• [PASSAGE]
==========
Ileri worked as the local manager of Public Construction Works in northwestern Çanakkale (1937-1942) and northern Samsun provinces (1942-1950). He was the founding manager of the 7th Roads Region responsible for the roads in four provinces including Samsun, Çorum, Sinop, Amasya and Tokat.
Ileri was a very enthusiastic young man. He was a natural-born orator and politician. Even before becoming an official politician, he was already politically inclined, participating in student protests over small and big matters, including bad food in the cafeteria, petitioning Istanbul Radio to broadcast the National Anthem on a daily basis, requesting a monument to honor the heroism of the Turkish soldiers in the Gallipoli War and protesting Bulgaria's suppression of its Turkish minority. He was arrested with the board members of the National Union of Turkish Students (MTTB) for the Bulgarian incident. Fortunately, then-president, Turkey’s founder Mustafa Kemal Atatürk sent a special telegram that aided in the release of the young men.
Ileri’s nationalism and religious lifestyle went hand-in-hand. Over the course of the 1930s and 1940s, right-wing politicians stood together in order to strengthen their opposition against the iron rule of the People’s Republican Party (CHP). The only party officially allowed was CHP and all other political organizations had to work, or at least look like they were working, under the single-party system. Ileri refused to become a member of Parliament during CHP's rule has he did not approve of the party's policies, especially when it came to ideological and cultural matters. He waited until other democratic parties were allowed to run for power.
Ileri entered Parliament as a delegate from Samsun, where he was working as the local manager of Public Construction Works. Adnan Menderes, the first democratically elected prime minister of Turkey, assigned Ileri as his first minister of transportation. However, after a short time, he was reassigned as the acting minister of education as the government saw a desperate need to improve the area, demonstrating Menderes' great confidence in Ileri. Menderes' government relied on Ileri as a minister politically, too. Ileri was expected to break through to the new generation of students to protect them from "hazardous" ideologies like communism. As a minister, he immediately took action against the extreme left within his ministry, while ironically he was accused by Falih Rıfkı Atay, a journalist famous for his close relationship with Atatürk, of being a communist in his youth. Ileri naturally refused the claims and thousands of college students supported the minister by signing an open petition.
==========
• [REQUIRED ACTION 1] Duplicate the part of the passage on Ileri starting at "Ileri worked as" and ending at "Amasya and Tokat.".
• [REQUIRED ACTION 2] Render this sentence from the passage on Ileri in Spanish: "Ileri's nationalism and religious lifestyle went hand-in-hand."
==========
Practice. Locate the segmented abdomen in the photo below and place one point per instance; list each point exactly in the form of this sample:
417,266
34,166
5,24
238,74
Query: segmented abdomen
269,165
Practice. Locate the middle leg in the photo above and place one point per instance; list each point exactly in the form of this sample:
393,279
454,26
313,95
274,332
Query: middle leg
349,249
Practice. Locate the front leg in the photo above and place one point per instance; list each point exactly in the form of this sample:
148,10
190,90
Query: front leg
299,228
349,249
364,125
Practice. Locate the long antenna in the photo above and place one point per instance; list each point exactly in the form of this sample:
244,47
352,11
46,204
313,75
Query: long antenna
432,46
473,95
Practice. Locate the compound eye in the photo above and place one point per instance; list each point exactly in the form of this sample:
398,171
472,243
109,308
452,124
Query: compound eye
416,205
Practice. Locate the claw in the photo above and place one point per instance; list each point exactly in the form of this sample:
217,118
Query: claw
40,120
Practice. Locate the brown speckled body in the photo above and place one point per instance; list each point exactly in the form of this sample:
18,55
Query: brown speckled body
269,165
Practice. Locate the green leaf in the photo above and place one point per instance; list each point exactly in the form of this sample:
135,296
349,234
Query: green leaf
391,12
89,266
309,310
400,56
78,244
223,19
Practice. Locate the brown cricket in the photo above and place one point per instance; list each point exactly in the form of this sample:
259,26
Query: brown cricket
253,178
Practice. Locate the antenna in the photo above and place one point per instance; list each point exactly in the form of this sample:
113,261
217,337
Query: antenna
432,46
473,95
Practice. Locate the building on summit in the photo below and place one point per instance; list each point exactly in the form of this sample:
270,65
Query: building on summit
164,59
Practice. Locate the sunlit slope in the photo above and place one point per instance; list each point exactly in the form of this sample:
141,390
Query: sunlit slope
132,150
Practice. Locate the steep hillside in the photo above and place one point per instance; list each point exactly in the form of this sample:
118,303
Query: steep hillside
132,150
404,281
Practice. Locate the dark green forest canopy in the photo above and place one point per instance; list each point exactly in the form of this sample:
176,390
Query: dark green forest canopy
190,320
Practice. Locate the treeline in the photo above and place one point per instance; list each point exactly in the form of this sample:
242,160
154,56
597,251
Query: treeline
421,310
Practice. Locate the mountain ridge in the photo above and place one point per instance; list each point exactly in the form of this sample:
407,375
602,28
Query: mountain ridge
==========
• [WRITTEN SOLUTION 1]
Ileri worked as the local manager of Public Construction Works in northwestern Çanakkale (1937-1942) and northern Samsun provinces (1942-1950). He was the founding manager of the 7th Roads Region responsible for the roads in four provinces including Samsun, Çorum, Sinop, Amasya and Tokat.

• [WRITTEN SOLUTION 2] El nacionalismo y el estilo de vida religioso de Ileri iban de la mano.